→ **Problem to solve**
Copy the stretch of lines from the one containing "Can you find the standing" through the one containing "[[406, 534], [280, 531]]", leaving every line unchanged except that each x and y coordinate in the answers is offset by adding 126.

begin Records for this exercise

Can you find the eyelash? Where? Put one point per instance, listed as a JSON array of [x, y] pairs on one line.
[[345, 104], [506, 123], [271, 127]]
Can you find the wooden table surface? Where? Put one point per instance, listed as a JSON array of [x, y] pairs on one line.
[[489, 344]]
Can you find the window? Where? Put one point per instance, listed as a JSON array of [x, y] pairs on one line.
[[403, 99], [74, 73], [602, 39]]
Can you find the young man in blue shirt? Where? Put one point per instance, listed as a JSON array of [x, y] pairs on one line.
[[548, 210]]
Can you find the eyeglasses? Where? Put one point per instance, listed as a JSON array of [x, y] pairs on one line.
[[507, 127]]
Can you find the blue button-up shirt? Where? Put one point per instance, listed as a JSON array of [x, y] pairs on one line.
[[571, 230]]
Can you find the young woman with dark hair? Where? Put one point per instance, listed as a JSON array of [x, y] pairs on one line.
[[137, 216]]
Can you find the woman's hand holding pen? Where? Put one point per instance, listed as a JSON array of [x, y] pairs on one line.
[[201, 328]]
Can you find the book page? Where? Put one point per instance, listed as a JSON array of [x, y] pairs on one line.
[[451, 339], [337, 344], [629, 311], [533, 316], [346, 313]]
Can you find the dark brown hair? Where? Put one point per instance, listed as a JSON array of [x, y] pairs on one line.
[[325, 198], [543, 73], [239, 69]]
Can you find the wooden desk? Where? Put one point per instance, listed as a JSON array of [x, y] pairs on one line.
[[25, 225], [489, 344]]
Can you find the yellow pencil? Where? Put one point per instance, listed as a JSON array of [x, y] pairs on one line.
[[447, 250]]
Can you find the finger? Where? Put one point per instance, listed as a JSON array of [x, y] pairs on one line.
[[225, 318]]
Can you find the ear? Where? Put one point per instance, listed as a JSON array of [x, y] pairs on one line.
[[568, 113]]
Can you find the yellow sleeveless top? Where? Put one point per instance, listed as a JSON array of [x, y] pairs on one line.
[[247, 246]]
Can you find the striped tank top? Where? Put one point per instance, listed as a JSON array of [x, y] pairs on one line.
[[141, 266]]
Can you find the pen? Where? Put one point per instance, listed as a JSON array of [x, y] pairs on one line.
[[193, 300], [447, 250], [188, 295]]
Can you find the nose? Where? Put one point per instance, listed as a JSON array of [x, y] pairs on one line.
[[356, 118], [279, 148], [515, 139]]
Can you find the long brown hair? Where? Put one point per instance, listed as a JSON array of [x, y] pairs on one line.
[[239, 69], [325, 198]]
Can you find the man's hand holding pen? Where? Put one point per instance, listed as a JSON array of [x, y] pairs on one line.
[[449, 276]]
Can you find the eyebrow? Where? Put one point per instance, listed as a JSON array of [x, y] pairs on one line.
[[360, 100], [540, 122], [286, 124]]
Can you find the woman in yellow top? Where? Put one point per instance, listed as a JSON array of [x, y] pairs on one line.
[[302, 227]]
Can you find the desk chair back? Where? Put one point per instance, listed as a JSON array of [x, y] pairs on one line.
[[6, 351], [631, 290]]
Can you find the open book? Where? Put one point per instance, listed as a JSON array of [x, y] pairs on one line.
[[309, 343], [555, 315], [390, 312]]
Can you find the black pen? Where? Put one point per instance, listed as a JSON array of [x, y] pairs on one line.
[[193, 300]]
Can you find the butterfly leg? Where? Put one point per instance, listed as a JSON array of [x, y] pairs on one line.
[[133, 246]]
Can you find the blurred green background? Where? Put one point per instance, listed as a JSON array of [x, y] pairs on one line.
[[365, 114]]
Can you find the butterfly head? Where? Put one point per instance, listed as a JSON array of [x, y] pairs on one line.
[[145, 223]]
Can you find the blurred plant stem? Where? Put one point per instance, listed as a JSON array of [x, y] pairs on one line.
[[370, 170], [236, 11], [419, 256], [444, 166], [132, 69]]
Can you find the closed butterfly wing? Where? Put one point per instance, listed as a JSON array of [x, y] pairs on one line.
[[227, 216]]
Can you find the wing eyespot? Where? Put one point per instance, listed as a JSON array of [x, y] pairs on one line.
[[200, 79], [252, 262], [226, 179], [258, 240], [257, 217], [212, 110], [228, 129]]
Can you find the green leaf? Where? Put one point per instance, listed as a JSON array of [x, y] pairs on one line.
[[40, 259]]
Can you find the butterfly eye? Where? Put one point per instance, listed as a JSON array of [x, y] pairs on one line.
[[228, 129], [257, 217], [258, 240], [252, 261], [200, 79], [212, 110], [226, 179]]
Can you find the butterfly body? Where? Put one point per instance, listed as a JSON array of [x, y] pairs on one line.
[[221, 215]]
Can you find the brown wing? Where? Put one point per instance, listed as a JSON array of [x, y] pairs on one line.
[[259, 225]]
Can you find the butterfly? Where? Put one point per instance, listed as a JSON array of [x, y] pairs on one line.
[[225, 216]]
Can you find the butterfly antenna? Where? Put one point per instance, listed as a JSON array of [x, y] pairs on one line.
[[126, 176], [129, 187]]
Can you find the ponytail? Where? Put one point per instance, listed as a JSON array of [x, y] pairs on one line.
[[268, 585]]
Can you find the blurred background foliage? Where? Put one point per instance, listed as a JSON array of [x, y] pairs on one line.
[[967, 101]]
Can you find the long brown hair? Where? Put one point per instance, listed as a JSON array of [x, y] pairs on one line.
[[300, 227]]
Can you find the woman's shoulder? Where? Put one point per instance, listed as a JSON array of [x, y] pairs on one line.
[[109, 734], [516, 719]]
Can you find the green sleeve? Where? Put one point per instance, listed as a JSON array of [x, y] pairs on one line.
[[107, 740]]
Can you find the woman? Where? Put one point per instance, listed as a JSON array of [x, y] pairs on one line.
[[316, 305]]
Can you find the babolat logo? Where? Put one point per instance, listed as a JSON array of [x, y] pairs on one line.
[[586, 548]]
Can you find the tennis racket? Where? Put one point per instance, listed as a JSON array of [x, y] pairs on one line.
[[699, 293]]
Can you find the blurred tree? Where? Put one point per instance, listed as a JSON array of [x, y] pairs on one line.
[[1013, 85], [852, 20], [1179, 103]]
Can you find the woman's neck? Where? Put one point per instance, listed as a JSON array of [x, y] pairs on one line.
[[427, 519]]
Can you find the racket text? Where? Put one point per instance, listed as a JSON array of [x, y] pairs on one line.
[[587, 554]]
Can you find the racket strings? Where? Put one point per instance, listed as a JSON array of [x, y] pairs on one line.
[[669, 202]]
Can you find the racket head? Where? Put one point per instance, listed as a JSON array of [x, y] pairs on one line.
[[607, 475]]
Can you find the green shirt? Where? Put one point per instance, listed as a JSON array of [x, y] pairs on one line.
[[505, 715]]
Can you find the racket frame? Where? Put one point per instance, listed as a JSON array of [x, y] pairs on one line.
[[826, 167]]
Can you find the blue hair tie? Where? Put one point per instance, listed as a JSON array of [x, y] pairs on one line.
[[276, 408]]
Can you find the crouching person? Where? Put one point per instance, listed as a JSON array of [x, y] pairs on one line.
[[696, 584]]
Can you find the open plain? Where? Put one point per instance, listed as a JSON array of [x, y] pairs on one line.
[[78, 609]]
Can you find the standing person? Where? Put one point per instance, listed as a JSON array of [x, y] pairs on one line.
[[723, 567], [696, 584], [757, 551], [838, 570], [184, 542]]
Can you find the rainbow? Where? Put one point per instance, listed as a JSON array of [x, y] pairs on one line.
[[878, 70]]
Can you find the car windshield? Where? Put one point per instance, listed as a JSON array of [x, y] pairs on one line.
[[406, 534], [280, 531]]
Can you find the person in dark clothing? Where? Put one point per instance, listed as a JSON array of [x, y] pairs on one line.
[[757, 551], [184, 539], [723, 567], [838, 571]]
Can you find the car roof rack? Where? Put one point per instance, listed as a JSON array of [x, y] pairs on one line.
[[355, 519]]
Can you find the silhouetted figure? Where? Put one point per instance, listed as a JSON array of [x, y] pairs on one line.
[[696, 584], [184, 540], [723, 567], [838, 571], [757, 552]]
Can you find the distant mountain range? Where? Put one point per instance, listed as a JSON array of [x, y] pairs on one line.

end Records for this exercise

→ **Exercise response**
Can you find the standing person? Where? Put one point per instance, listed as a JSON array of [x, y] pairs on one line.
[[849, 693], [822, 710], [883, 677], [964, 696], [310, 668]]
Can you find the rainbow? Where? Put one point per instance, listed as a JSON array of [x, y] pairs on one line.
[[1004, 196]]
Can you find the car windshield? Where? Put one point per instance, listed as a JSON array of [x, y] pairs on one line.
[[532, 660], [406, 657]]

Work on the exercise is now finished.